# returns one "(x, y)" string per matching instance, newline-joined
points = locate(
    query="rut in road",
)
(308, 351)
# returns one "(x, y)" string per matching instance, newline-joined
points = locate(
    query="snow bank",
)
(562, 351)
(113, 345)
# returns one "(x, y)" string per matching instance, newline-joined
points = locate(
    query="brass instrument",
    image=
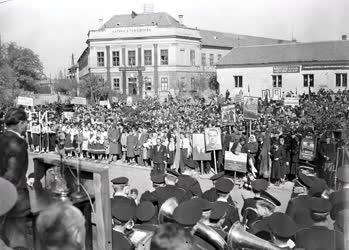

==============================

WHAT YOU SHOULD DO => Could you say how many lines in the data above contain "query"? Reply with the number alone.

TASK RESULT => 3